> _Exercise requirements_: Pull out every line of the data below that contains the string "water", and list those lines in their original order.

* * *

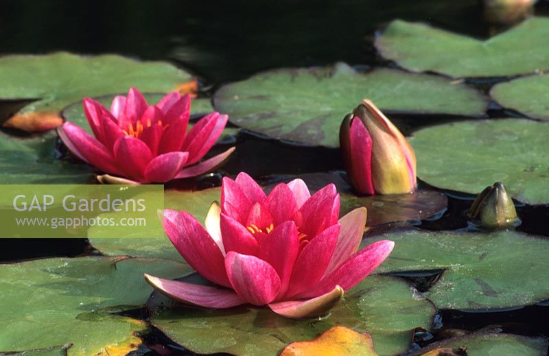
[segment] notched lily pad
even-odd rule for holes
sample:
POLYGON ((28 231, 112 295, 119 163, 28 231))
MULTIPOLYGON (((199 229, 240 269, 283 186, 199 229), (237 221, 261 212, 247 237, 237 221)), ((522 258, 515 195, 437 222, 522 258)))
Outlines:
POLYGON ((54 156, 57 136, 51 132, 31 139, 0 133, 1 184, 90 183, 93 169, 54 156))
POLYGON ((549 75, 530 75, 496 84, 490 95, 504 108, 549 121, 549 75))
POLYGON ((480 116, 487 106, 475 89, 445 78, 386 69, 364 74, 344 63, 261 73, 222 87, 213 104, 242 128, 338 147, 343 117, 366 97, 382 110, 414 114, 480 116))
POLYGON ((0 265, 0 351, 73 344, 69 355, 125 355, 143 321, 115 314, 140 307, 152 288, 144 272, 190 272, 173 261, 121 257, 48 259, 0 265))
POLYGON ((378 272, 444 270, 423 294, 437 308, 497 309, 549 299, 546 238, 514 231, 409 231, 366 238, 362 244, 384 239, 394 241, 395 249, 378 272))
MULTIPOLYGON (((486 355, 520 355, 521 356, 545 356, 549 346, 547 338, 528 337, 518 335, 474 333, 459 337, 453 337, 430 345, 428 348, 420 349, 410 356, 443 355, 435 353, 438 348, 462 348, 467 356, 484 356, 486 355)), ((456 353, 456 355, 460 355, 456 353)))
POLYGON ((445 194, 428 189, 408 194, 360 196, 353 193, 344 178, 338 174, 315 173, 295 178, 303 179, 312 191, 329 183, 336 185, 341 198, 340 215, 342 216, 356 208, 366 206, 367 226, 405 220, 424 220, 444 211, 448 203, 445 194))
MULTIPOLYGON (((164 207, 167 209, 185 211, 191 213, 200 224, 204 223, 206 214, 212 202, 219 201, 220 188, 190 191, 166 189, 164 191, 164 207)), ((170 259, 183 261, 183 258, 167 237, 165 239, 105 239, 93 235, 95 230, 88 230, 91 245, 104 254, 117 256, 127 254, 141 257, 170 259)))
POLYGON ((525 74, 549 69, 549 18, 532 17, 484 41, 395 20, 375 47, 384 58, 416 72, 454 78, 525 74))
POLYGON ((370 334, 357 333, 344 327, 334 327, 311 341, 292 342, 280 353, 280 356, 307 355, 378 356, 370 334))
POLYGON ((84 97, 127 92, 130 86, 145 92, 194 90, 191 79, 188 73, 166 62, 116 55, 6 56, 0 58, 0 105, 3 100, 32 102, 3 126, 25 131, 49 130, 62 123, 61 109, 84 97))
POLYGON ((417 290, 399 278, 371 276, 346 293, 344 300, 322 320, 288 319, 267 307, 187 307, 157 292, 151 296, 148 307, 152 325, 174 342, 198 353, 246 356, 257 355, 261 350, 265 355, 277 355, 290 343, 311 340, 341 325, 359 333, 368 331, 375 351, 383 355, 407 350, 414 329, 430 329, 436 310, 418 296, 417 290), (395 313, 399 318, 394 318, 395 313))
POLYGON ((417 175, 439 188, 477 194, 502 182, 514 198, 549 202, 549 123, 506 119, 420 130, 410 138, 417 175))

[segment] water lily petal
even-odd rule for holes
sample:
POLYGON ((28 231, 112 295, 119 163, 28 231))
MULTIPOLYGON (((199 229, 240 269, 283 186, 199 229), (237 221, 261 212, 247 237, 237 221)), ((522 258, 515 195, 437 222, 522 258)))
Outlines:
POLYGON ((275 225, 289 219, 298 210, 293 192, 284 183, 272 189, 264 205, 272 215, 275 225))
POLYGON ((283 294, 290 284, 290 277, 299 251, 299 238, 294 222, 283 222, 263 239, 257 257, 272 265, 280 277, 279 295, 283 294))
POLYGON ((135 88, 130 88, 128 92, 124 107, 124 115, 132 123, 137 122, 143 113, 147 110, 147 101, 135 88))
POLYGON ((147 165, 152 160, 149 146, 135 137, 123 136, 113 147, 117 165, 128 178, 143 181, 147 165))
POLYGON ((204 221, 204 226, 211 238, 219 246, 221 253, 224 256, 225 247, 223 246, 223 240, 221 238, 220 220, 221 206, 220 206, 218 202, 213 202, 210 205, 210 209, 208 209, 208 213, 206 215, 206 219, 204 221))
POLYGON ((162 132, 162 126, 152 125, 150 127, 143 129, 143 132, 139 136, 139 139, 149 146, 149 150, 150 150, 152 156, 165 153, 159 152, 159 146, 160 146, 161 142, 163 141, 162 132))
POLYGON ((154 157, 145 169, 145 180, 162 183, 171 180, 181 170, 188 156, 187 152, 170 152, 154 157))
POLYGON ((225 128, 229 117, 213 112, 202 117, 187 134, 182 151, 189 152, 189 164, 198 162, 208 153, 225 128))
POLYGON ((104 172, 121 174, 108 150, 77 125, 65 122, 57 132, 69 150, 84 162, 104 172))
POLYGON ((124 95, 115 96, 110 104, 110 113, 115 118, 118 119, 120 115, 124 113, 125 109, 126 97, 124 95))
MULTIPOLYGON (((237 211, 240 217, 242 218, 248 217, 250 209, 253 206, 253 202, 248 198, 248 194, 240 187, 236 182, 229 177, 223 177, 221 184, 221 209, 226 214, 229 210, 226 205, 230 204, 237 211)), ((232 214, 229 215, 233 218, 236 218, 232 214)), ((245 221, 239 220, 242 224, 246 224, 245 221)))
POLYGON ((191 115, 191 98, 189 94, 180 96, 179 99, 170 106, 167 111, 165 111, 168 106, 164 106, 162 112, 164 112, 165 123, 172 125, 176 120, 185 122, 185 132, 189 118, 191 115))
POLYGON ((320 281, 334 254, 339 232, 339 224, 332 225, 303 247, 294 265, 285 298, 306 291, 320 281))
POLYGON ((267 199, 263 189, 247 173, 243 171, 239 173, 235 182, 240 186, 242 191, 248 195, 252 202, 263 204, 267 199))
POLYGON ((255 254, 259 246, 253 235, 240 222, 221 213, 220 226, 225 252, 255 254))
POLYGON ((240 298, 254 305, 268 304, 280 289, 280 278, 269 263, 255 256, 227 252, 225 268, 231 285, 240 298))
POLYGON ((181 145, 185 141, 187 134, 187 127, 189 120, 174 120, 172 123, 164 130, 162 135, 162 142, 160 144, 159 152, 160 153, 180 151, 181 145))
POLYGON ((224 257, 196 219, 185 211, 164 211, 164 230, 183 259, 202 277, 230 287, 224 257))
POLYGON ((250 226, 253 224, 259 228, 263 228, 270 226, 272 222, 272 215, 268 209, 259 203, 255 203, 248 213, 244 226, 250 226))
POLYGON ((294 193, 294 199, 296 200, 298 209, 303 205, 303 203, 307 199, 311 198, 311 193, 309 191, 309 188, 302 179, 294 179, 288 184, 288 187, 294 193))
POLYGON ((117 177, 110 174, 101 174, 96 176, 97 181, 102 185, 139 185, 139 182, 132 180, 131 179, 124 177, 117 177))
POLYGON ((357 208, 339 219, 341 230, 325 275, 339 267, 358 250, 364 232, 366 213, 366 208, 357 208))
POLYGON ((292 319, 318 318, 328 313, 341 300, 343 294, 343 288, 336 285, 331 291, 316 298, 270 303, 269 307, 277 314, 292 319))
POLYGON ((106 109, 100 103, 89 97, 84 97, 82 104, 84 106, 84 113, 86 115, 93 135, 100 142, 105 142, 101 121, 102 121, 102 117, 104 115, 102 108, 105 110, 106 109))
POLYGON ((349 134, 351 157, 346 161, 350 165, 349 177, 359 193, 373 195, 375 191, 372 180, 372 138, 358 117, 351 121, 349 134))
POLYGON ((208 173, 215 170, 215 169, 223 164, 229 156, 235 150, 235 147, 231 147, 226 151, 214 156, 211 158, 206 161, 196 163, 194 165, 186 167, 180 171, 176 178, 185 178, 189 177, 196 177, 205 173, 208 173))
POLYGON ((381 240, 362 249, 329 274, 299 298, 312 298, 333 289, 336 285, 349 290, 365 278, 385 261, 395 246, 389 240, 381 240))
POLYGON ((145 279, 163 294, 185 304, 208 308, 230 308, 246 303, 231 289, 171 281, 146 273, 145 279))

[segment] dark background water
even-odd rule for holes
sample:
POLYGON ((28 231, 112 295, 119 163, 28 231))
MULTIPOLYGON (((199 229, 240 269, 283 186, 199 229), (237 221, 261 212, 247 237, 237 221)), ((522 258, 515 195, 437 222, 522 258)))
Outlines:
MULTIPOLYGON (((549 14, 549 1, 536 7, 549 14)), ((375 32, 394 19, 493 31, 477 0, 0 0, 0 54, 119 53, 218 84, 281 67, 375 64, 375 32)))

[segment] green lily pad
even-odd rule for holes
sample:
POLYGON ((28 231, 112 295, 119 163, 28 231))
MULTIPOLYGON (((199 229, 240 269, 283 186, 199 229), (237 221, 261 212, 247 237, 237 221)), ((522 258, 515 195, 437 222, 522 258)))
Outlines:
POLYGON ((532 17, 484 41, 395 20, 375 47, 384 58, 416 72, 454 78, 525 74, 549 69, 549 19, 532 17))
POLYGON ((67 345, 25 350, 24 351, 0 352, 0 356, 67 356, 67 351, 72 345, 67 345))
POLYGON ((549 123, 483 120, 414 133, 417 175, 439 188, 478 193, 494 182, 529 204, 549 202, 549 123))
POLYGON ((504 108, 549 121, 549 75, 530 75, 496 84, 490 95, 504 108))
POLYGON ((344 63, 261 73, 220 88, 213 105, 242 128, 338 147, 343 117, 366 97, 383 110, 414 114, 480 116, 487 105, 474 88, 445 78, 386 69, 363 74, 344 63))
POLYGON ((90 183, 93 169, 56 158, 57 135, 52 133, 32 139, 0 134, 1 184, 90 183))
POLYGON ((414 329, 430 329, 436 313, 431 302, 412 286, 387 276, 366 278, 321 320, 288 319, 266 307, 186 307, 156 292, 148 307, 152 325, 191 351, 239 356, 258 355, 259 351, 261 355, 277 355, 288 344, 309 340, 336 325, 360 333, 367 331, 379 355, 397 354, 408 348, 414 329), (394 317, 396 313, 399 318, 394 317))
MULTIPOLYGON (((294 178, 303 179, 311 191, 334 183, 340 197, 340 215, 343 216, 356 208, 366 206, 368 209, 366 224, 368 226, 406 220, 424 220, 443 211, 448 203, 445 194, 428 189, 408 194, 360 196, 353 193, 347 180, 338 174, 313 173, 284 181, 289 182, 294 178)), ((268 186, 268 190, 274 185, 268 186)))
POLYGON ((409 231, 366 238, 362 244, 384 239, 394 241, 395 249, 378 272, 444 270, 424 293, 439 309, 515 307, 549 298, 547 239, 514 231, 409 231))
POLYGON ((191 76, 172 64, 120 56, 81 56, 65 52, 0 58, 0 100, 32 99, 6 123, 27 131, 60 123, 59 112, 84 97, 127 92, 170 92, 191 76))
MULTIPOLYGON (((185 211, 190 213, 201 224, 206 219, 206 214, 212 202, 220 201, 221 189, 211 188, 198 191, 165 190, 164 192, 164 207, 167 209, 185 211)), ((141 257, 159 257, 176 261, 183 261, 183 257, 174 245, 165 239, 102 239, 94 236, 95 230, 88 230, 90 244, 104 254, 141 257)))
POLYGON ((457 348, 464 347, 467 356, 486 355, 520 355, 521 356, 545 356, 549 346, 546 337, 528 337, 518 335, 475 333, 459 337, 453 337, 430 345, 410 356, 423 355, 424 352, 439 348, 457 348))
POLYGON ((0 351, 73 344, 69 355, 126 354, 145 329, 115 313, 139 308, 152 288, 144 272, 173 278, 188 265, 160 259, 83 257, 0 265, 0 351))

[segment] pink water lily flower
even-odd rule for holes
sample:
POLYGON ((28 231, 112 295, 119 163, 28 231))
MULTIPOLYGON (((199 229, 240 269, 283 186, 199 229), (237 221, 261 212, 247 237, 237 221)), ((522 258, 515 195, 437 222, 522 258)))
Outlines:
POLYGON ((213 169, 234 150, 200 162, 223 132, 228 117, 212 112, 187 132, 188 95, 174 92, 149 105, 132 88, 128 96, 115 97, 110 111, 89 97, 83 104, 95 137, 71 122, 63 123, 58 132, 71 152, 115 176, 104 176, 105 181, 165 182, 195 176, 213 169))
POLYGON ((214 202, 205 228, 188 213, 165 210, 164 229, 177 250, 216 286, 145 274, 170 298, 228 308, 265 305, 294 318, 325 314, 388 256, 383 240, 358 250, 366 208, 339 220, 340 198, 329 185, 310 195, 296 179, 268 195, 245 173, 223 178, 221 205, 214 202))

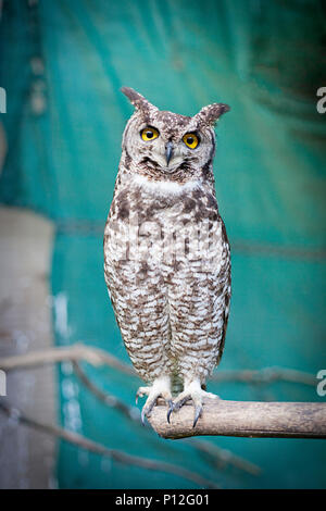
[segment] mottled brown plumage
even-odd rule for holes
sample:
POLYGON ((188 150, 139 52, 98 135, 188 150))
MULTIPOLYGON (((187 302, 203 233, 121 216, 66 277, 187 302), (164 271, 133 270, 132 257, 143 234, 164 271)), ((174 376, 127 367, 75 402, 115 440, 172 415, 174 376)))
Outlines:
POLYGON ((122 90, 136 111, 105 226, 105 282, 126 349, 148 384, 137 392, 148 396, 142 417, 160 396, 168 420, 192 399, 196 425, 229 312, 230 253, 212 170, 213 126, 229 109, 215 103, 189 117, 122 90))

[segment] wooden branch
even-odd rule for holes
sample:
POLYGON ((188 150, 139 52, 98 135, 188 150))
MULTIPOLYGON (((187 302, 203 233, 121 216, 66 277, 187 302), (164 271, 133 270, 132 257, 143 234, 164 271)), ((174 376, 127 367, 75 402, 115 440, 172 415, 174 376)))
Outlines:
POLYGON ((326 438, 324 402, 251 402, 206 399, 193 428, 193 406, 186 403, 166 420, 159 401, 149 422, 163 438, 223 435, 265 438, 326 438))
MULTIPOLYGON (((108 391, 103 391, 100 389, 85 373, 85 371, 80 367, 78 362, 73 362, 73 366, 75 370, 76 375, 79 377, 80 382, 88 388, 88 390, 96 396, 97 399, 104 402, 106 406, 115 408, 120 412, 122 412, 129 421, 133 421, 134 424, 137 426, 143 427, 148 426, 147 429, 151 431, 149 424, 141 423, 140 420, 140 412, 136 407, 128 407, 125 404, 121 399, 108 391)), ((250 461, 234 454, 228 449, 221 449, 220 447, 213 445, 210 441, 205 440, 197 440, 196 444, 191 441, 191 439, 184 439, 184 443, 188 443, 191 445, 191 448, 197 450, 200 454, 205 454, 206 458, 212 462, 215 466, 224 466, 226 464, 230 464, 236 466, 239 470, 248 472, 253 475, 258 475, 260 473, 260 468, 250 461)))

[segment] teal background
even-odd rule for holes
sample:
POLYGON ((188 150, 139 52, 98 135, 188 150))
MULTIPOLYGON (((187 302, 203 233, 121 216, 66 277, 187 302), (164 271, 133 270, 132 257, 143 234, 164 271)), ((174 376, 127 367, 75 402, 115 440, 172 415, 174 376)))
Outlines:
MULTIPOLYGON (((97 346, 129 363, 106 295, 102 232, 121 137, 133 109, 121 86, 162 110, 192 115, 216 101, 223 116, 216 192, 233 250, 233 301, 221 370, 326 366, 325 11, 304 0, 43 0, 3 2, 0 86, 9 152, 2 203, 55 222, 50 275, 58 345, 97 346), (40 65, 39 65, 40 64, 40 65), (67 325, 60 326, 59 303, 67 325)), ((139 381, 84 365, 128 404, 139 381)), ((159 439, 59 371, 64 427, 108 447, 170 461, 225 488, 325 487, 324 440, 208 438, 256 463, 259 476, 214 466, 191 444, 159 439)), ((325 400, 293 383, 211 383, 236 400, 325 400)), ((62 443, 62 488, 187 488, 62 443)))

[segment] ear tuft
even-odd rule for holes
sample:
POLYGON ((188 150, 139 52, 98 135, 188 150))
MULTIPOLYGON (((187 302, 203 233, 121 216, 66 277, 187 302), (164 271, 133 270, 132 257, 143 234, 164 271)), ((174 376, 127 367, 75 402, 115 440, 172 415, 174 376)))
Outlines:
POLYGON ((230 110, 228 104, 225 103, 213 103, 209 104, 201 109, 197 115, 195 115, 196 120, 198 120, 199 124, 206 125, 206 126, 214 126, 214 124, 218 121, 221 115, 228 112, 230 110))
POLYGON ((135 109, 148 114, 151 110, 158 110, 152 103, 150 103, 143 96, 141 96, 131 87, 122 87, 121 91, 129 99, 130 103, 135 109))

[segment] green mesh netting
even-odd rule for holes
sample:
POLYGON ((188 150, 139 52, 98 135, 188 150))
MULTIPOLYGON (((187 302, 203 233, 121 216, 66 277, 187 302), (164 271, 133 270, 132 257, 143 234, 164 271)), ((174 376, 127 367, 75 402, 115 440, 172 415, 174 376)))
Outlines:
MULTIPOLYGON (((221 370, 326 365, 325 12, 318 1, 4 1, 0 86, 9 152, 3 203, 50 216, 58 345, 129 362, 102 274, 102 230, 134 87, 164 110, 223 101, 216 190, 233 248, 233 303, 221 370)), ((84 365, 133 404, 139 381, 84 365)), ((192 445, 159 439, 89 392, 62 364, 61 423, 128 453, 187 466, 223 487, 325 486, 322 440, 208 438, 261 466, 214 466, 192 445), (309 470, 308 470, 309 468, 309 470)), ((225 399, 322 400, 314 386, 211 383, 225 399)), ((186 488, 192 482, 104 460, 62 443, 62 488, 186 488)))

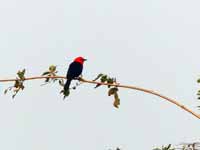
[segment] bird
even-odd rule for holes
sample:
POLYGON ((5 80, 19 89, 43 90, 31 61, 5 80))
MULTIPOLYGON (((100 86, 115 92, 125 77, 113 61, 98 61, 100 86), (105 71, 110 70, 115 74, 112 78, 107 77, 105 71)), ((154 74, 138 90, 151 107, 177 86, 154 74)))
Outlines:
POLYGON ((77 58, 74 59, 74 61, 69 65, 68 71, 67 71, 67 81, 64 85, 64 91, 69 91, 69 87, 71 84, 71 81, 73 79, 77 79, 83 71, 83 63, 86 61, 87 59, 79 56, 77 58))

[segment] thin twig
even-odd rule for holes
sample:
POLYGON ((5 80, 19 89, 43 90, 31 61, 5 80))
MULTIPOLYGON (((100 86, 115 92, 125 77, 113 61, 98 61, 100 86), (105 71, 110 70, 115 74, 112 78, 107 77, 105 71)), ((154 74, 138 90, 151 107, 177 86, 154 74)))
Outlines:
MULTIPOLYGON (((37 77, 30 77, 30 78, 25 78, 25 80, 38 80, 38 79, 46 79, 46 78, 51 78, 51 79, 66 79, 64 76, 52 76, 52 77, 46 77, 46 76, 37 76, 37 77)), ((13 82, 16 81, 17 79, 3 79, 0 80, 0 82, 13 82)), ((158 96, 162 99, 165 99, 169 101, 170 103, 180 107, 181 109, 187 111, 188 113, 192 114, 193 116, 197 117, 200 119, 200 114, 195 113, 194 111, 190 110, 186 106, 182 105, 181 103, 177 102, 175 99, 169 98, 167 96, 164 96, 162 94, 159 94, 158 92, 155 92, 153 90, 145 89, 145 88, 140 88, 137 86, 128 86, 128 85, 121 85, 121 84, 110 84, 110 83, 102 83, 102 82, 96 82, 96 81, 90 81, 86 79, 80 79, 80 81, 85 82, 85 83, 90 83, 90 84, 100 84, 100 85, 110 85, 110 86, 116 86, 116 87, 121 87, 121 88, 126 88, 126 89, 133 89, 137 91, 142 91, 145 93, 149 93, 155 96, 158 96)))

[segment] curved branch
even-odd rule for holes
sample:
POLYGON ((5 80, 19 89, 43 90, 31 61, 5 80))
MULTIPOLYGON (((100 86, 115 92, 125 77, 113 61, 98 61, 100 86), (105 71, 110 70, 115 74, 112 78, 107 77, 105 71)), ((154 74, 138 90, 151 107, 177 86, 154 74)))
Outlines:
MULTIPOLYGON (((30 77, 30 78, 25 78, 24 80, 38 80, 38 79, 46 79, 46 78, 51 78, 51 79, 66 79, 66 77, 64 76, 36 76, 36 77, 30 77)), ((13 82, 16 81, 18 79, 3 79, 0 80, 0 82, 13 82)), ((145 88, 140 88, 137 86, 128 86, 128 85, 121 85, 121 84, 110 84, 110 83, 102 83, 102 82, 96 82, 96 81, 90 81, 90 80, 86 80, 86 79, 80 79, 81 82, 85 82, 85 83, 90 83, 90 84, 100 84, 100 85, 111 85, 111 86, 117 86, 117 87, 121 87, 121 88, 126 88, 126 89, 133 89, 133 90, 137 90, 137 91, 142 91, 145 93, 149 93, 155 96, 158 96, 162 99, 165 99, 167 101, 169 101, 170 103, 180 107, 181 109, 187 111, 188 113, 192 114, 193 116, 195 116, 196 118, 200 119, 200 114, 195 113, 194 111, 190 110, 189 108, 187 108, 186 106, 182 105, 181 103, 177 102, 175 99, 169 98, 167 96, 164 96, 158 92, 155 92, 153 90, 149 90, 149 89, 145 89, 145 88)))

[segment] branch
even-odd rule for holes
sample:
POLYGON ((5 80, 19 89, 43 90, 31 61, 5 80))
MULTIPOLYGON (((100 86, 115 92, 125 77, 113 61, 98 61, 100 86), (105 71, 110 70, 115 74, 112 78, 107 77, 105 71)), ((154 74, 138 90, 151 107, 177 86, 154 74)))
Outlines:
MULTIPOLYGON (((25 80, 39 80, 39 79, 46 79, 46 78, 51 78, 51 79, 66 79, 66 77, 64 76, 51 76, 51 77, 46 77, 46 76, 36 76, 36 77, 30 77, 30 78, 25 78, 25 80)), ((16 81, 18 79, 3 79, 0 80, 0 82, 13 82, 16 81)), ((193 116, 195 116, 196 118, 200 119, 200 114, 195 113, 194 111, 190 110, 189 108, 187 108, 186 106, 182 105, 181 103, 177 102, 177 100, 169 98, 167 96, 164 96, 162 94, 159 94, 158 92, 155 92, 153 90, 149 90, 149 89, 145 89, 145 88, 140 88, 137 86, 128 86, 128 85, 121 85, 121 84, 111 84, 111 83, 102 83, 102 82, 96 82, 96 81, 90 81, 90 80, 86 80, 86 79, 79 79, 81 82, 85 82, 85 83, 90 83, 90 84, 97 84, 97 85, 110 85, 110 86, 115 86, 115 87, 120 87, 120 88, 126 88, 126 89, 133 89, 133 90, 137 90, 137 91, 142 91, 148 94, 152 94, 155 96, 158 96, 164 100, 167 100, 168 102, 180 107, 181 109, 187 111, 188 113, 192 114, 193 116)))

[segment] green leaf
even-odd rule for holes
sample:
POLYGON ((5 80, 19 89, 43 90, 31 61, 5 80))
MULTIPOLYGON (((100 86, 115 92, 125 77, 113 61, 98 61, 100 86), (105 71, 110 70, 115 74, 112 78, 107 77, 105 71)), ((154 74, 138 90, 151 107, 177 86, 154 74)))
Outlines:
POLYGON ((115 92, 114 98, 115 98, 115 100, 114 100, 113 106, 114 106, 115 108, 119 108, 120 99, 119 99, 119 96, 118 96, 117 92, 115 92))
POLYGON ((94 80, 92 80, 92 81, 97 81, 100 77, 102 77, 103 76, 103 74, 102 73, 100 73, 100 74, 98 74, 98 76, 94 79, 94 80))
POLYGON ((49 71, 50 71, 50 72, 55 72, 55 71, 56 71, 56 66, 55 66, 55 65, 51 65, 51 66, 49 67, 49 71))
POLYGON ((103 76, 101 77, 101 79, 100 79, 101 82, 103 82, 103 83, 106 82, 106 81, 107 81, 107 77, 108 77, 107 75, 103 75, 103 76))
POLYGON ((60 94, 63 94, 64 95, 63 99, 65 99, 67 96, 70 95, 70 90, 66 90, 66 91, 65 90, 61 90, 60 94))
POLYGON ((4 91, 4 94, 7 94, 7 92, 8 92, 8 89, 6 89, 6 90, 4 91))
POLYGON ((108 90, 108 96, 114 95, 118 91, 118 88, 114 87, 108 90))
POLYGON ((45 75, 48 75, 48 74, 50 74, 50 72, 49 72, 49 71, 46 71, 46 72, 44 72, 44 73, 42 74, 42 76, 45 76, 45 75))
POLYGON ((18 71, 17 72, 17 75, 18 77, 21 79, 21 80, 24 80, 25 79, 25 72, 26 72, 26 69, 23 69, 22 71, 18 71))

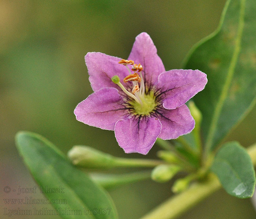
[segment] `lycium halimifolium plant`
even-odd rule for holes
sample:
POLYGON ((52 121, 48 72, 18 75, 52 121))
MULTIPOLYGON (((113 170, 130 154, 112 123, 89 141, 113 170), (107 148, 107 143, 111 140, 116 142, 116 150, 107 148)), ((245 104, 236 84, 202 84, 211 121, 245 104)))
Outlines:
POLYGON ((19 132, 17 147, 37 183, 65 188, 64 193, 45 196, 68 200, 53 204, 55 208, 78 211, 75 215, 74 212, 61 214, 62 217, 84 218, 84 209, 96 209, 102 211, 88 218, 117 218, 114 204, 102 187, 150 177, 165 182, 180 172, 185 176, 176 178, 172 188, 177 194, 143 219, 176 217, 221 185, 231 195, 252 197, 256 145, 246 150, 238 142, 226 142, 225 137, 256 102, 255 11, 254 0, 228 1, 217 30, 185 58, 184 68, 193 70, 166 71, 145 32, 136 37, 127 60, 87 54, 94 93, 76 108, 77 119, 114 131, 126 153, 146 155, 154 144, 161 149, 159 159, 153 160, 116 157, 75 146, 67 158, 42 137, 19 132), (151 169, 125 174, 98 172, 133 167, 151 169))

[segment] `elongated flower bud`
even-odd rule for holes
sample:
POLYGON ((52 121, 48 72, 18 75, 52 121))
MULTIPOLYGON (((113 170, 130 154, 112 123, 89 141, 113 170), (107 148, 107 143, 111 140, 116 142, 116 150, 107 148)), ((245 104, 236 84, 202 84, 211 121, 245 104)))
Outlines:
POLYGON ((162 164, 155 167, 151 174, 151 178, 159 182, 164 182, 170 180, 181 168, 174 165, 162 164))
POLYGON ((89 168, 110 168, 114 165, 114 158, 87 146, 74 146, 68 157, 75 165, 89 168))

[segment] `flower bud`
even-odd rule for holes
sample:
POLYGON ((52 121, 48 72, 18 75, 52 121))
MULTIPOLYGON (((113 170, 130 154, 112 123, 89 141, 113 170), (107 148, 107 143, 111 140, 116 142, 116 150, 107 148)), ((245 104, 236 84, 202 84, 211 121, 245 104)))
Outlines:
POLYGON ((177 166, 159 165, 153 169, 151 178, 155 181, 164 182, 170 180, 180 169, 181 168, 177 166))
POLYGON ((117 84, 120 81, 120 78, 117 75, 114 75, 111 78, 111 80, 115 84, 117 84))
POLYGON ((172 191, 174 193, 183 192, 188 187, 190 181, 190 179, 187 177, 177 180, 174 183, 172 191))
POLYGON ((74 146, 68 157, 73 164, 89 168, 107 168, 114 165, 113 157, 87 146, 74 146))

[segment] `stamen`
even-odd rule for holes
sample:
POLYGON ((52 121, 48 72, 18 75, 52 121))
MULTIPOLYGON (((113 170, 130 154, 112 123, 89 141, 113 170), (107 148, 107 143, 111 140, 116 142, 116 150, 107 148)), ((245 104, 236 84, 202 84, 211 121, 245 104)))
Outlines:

* * *

> _Answer to this problem_:
[segment] water lily petal
[segment] dark background water
[segment] pink water lily flower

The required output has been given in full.